* **Things to do**
**1.** Using the iPhone text below, say whether each statement agrees with it, answering yes or no and quoting the exact words that decide it. (a) The writer can buy the iPhone on the continent where they live. (b) Early reviews largely confirmed what Apple had said about the iPhone. (c) The writer considers software the weak point of the Motorola RAZR.
**2.** Reproduce the portion of the iPhone text below from "I recently bought" to "money to own.", word for word.
— START Text provided —
People are excited by this phone. I’m excited by this phone dammit, even though mobile phones are one of the few gadgets that usually leave me cold, and even though I can’t even buy one in the continent where I live! The level of interest that’s been shown towards the iPhone just shows how inspired people get when someone finally goes to the trouble of doing things properly. The hardware and software fit together beautifully in a way that’s definitely not been seen before on a mobile phone.

Over the past few weeks, those of us who have been watching have learned more and more about the iPhone. Delicious little details have been revealed through adverts and informational videos posted on Apple’s website. Earlier this week, the first reviews came in and have more or less confirmed that the facts Apple have presented to us about the iPhone are all true. Undoubtedly AT&T’s EDGE network is hopeless for data transfer and everyone seems to be agreed that this is the most serious shortcoming of the iPhone. Hey, I never said it was perfect! It seems inconceivable that Apple won’t bring out a future version of the phone with 3G and that they won’t address the other shortcomings that have been widely mentioned, such as the lack of a proper SDK. Remember, this is version one of an entirely new product in an entirely new market for Apple, one that’s been years in development. They had to stop work and get it out of the door at some point.

I recently bought a Motorola RAZR which is a fine phone in many ways, deservedly popular and undoubtedly the best out of the three mobile phones that I’ve ever owned. I love the slimness of it and the one-piece keyboard that looks like it’s been machined out of metal. The battery goes on and on and on. The phone’s software is where it falls down though. It’s not terrible, I’ve found my way around it easily enough and can do everything I need to do. There are lots of little quirks though and features that I just don’t really understand. That means that I don’t feel entirely in control of it, which is not good for something I’ve paid money to own.
— END Text provided —
— START Material supplied —
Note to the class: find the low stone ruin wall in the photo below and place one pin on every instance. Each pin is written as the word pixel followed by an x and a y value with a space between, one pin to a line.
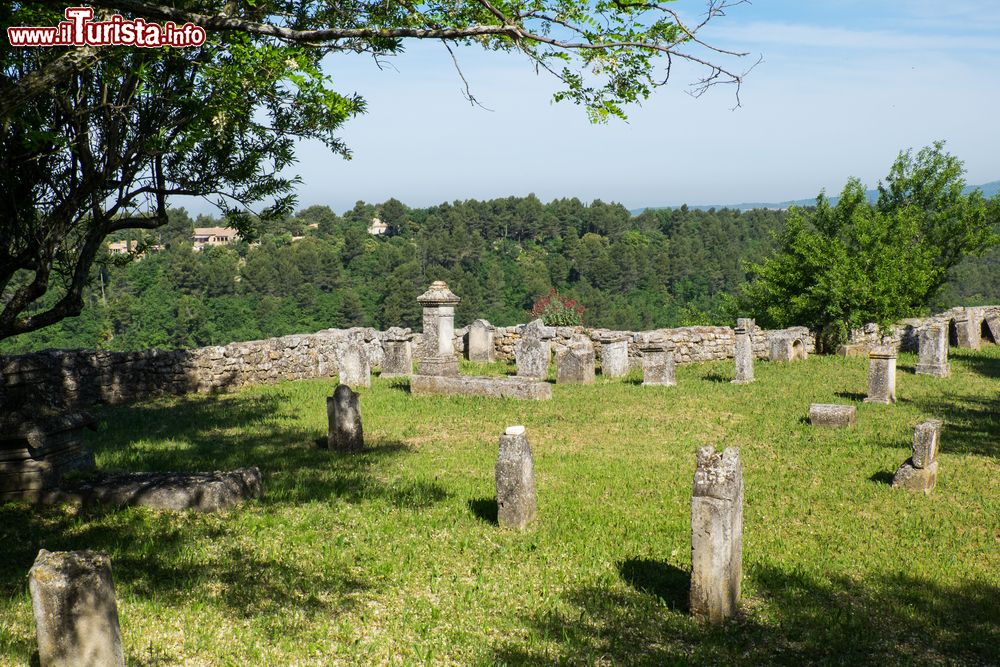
pixel 84 377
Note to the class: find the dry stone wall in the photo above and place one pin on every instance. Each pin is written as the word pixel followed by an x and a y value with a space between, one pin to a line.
pixel 83 377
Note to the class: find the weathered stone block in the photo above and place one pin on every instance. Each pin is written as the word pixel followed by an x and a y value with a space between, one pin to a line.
pixel 494 387
pixel 926 442
pixel 716 535
pixel 881 376
pixel 343 410
pixel 76 614
pixel 933 352
pixel 575 363
pixel 743 354
pixel 614 357
pixel 835 416
pixel 480 347
pixel 515 479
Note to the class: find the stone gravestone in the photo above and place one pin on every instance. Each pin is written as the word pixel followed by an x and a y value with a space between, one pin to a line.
pixel 438 342
pixel 614 356
pixel 76 615
pixel 882 376
pixel 657 363
pixel 575 362
pixel 716 535
pixel 919 472
pixel 480 347
pixel 515 477
pixel 967 329
pixel 834 416
pixel 343 413
pixel 354 368
pixel 533 351
pixel 398 359
pixel 933 352
pixel 743 351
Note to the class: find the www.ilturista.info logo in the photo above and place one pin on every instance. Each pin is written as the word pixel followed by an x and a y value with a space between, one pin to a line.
pixel 78 30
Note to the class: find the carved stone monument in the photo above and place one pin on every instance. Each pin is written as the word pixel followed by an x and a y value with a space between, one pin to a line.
pixel 343 413
pixel 933 352
pixel 919 472
pixel 716 535
pixel 515 477
pixel 881 376
pixel 438 343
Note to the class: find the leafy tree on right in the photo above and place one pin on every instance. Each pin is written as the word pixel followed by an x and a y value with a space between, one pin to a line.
pixel 840 266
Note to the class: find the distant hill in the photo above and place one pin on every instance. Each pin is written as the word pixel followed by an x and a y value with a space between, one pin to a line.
pixel 988 190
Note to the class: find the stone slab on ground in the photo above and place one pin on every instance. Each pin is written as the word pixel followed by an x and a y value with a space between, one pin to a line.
pixel 494 387
pixel 200 491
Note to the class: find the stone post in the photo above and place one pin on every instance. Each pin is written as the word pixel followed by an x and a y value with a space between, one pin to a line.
pixel 575 362
pixel 968 329
pixel 933 352
pixel 657 363
pixel 398 358
pixel 882 376
pixel 438 344
pixel 343 412
pixel 716 535
pixel 515 477
pixel 76 615
pixel 614 356
pixel 743 351
pixel 919 472
pixel 480 347
pixel 533 351
pixel 355 370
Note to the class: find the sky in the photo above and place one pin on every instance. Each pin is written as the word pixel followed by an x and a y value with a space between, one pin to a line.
pixel 842 87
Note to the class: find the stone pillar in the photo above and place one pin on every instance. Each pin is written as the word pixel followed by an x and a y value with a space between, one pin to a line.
pixel 919 472
pixel 438 344
pixel 355 370
pixel 575 362
pixel 343 413
pixel 614 356
pixel 716 535
pixel 968 329
pixel 398 359
pixel 657 363
pixel 480 347
pixel 76 615
pixel 933 352
pixel 533 351
pixel 515 476
pixel 882 376
pixel 743 351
— END Material supplied —
* **Results in order**
**1.**
(a) No: "I can’t even buy one in the continent where I live!"
(b) Yes: "the first reviews came in and have more or less confirmed that the facts Apple have presented to us about the iPhone are all true."
(c) Yes: "The phone’s software is where it falls down though."

**2.**
I recently bought a Motorola RAZR which is a fine phone in many ways, deservedly popular and undoubtedly the best out of the three mobile phones that I’ve ever owned. I love the slimness of it and the one-piece keyboard that looks like it’s been machined out of metal. The battery goes on and on and on. The phone’s software is where it falls down though. It’s not terrible, I’ve found my way around it easily enough and can do everything I need to do. There are lots of little quirks though and features that I just don’t really understand. That means that I don’t feel entirely in control of it, which is not good for something I’ve paid money to own.